→ Explore the material:
(a) Return the passage of the scArches article below verbatim, starting with the words containing "Pinpoint cells in" and ending with "of healthy cells.".
(b) In the scArches article below, what is the full name behind the abbreviation "scArches"?

AI spots diseased cells
Mapping single-cell data to reference atlases

Mapping new cohorts of cells of healthy individuals and COVID-19 patients onto a healthy cells reference atlas (Light blue: Healthy reference patients. Blue: New healthy patients. Black: New moderate COVID-19 patients. Red: New severe COVID-19 patients.)
Pinpoint cells in disease: Researchers at the Technical University of Munich (TUM) and Helmholtz Zentrum München have developed an algorithm for this purpose. It is based on artificial intelligence (AI) and efficiently compares the cells of patients with a reference atlas of healthy cells.
The Human Cell Atlas
The Human Cell Atlas is the world's largest, continuously growing single-cell reference atlas. It contains references of millions of cells across tissues, organs and developmental stages. These references help physicians to understand the influences of aging, environment and disease on a cell – and ultimately diagnose and treat patients better.
Single-cell atlases are now routinely generated and serve as a reference for analysis of smaller studies. However, using them in personalized medicine is fraught with challenges: Single-cell datasets may contain measurement errors (batch effect), the global availability of computational resources is limited and the sharing of raw data is often legally restricted,
scArches: deep learning strategy for data query
Mohammad Lotfollahi, a team leader at Helmholtz Zentrum and doctoral student at TUM, and Fabian Theis, Professor of Mathematical Modeling of Biological Systems at TUM and Director of the Institute of Computational Biology at Helmholtz Zentrum München, developed an algorithm called 'scArches', short for 'Single-Cell Architecture Surgery'. This maps query data sets to a reference.
The biggest advantage: "Instead of sharing raw data between clinics or research centers, the algorithm uses transfer learning to compare new datasets from single-cell genomics with existing references and thus preserves privacy and anonymity. This also makes annotating and interpreting of new data sets very easy and democratizes the usage of single-cell reference atlases dramatically," says Mohammad Lotfollahi.
The researchers present their results in the journal Nature Biotechnology: Mapping single-cell data to reference atlases by transfer learning
Mapping single-cell data to reference atlases by transfer learning https://t.co/PaRp1n6yATpic.twitter.com/a4vVgfOdBf
— Nature Biotechnology (@NatureBiotech) August 30, 2021
Research on COVID-19
The researchers applied scArches to study COVID-19 in several lung bronchial samples. They compared the cells of COVID-19 patients to healthy references using single-cell transcriptomics. The algorithm was able to separate diseased cells from the references and thus enabled the user to pinpoint the cells in need for treatment, for both mild and severe COVID-19 cases. Biological variation between patients did not affect the quality of the mapping process.
"Our vision is that in the future we will use cell references as easily as we nowadays do for genome references," says Fabian Theis, explaining, "In other word, if you want to bake a cake, you usually do not want to try coming up with your own recipe – instead you just look one up in a cookbook. With scArches, we formalize and simplify this lookup process."

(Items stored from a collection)
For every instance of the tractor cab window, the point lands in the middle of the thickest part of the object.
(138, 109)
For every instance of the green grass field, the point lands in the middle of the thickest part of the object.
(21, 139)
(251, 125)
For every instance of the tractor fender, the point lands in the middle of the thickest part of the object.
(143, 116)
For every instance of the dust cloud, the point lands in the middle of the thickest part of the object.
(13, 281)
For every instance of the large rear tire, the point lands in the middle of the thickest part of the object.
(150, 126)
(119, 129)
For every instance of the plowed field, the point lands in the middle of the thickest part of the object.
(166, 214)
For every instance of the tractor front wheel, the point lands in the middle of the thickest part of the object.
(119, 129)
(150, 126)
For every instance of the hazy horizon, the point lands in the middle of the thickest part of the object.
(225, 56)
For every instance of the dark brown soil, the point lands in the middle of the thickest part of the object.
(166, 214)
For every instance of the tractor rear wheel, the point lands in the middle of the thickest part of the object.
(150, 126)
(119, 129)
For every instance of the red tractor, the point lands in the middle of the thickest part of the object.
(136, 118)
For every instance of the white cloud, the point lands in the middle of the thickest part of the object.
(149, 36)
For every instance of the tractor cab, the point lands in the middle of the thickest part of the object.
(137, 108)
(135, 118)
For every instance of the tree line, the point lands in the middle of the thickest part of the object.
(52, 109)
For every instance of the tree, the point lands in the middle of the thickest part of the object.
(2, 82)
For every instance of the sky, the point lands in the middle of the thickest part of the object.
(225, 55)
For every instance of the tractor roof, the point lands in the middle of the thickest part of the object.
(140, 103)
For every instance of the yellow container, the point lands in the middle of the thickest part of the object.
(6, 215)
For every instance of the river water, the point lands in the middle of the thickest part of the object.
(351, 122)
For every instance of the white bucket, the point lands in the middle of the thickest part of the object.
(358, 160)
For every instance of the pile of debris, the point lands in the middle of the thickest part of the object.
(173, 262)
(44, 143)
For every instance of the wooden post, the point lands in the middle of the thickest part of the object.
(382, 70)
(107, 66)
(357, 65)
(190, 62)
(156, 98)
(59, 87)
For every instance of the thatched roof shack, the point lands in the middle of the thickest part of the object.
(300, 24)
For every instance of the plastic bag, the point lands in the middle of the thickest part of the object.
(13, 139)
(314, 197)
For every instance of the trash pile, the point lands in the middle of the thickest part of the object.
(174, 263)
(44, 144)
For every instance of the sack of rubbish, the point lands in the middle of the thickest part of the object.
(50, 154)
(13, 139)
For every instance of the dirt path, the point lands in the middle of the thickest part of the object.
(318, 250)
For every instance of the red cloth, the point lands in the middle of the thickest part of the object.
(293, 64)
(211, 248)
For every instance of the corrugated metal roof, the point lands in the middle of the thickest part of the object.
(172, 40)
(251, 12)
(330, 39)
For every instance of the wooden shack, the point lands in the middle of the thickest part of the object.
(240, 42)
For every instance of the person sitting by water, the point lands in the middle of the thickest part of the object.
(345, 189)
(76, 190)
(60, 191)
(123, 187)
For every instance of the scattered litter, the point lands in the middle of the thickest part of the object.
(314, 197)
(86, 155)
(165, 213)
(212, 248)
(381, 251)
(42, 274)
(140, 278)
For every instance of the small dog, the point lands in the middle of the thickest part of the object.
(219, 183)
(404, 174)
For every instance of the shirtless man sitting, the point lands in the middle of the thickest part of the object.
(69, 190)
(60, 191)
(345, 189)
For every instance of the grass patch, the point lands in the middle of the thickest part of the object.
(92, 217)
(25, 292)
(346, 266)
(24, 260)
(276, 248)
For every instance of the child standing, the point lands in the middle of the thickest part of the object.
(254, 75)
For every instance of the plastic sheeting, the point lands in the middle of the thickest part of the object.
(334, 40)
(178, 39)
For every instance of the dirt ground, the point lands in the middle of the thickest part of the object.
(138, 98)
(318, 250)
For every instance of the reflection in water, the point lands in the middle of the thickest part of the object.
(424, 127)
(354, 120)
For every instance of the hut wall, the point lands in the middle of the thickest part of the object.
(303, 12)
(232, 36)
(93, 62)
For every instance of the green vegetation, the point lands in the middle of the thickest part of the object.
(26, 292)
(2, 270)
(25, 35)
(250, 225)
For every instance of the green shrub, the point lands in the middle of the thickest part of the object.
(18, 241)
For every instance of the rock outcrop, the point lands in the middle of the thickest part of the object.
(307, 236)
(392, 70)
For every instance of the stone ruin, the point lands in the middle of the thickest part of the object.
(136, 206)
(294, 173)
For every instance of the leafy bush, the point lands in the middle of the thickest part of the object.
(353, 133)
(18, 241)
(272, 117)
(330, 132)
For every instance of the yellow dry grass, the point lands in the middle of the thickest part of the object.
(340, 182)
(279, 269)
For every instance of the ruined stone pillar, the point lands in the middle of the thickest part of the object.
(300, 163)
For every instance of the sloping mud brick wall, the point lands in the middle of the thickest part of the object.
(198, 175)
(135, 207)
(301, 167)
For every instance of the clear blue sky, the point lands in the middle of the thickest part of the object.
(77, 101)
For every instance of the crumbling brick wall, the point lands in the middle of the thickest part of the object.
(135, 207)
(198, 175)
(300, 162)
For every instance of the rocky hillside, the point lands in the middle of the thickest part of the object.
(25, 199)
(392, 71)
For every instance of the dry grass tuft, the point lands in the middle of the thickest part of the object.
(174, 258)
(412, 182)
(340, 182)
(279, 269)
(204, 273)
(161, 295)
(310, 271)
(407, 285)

→ Expected results:
(a)
Pinpoint cells in disease: Researchers at the Technical University of Munich (TUM) and Helmholtz Zentrum München have developed an algorithm for this purpose. It is based on artificial intelligence (AI) and efficiently compares the cells of patients with a reference atlas of healthy cells.

(b) Single-Cell Architecture Surgery